#### Items from a dataset:

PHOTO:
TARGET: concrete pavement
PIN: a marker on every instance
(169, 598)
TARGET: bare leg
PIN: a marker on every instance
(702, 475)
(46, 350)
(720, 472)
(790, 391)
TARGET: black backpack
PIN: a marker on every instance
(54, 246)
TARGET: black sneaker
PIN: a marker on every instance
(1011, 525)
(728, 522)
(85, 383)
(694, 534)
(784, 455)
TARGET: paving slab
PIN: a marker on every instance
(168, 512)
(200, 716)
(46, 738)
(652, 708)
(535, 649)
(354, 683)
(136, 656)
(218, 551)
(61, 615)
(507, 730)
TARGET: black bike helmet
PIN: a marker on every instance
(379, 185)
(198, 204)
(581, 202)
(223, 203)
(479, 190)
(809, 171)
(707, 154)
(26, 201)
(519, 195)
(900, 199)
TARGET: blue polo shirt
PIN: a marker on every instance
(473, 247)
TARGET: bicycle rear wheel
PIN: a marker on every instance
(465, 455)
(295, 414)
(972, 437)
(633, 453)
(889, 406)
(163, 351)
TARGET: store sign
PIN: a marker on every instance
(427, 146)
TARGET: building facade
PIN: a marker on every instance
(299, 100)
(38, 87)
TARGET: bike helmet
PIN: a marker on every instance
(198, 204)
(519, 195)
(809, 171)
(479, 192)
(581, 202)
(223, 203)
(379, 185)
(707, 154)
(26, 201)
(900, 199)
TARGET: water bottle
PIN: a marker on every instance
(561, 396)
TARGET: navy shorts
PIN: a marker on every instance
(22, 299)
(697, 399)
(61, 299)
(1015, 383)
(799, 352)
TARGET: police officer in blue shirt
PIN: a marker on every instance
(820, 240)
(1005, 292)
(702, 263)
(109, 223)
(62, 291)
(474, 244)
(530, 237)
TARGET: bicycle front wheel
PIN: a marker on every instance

* * *

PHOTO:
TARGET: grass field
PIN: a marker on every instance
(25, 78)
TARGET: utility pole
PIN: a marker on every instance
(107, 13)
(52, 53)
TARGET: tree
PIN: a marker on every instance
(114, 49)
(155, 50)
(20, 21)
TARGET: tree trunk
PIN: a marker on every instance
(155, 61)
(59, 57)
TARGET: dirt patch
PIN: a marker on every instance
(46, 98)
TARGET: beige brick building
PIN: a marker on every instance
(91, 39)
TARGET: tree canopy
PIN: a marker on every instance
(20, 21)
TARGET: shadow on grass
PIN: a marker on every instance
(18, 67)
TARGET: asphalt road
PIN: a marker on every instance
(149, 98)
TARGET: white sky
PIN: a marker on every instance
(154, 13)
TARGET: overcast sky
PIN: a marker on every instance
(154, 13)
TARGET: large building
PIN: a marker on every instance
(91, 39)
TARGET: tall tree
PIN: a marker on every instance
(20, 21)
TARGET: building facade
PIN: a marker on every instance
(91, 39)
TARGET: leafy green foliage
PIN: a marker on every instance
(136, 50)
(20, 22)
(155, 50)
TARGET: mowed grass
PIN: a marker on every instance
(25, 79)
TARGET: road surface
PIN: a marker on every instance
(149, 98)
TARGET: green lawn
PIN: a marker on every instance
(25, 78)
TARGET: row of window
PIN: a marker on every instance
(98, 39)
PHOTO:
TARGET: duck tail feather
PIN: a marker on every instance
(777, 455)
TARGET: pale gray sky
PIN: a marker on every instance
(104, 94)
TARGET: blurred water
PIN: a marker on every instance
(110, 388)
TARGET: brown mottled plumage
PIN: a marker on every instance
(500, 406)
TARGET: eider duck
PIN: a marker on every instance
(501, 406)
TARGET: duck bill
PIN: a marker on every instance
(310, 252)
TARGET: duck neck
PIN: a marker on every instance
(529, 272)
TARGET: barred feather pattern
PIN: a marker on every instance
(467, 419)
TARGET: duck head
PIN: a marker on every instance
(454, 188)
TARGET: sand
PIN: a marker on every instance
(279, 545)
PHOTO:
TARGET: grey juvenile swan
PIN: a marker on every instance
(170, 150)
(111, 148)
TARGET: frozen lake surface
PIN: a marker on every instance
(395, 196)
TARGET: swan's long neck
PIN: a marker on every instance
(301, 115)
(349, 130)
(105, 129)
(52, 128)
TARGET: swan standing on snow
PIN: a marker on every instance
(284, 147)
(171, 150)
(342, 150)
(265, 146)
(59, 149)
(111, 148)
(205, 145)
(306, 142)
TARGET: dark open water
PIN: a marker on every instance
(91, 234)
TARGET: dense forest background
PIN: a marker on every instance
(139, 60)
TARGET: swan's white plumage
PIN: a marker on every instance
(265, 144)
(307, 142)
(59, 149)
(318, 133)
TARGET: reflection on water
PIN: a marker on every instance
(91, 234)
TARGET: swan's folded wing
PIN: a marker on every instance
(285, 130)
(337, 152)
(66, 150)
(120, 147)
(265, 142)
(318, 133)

#### Requirements:
Locate every line in the items that contains the string "green" and copy each one. Case counts.

#### Written answer:
TARGET: leafy green foliage
TARGET: green lawn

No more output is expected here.